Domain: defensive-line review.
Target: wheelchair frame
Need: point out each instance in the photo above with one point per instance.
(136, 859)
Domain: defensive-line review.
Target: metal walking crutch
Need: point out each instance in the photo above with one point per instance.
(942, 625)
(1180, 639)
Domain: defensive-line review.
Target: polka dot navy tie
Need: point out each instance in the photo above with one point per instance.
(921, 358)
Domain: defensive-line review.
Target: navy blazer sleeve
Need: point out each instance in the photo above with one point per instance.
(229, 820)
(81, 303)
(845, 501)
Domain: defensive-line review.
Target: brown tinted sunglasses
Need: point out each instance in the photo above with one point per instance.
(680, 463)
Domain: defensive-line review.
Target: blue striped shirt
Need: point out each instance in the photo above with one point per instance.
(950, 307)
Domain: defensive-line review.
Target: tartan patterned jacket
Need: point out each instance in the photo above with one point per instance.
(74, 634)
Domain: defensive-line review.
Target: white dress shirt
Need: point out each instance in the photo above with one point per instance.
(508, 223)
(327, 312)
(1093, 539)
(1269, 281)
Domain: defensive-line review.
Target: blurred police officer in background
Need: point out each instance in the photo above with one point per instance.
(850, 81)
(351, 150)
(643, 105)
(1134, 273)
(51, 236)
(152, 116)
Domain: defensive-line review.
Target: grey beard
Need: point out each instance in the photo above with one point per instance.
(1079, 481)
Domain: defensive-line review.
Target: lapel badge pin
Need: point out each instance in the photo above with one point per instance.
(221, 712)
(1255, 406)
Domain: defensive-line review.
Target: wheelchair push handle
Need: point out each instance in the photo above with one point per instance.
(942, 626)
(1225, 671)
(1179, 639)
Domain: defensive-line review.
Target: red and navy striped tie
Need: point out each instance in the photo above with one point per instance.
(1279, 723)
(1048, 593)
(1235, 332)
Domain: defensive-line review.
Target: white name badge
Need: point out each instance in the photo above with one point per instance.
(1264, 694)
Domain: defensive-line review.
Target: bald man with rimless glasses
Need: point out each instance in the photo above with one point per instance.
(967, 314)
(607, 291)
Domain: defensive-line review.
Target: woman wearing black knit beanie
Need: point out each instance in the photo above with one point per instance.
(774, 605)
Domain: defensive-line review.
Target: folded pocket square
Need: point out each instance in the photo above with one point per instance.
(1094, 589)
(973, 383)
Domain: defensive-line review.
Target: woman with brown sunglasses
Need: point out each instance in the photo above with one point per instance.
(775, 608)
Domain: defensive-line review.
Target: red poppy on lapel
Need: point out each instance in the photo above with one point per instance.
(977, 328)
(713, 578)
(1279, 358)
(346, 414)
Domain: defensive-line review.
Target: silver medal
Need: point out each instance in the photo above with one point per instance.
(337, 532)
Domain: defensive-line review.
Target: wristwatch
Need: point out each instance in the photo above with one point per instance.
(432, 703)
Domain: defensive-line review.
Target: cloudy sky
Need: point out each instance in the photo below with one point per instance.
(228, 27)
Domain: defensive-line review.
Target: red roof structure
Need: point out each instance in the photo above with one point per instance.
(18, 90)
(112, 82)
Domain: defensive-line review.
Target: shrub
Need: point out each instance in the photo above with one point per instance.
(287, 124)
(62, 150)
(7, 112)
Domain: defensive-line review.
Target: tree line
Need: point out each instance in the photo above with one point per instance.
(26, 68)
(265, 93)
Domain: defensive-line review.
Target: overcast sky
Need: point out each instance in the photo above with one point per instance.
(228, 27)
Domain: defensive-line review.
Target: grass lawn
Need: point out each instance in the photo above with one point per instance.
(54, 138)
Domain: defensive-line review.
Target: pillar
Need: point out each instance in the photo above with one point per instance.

_Task prompt_
Count the lines in the data above that contain the string "lapel", matching case exactly, and reply with only that number.

_Problem solution_
2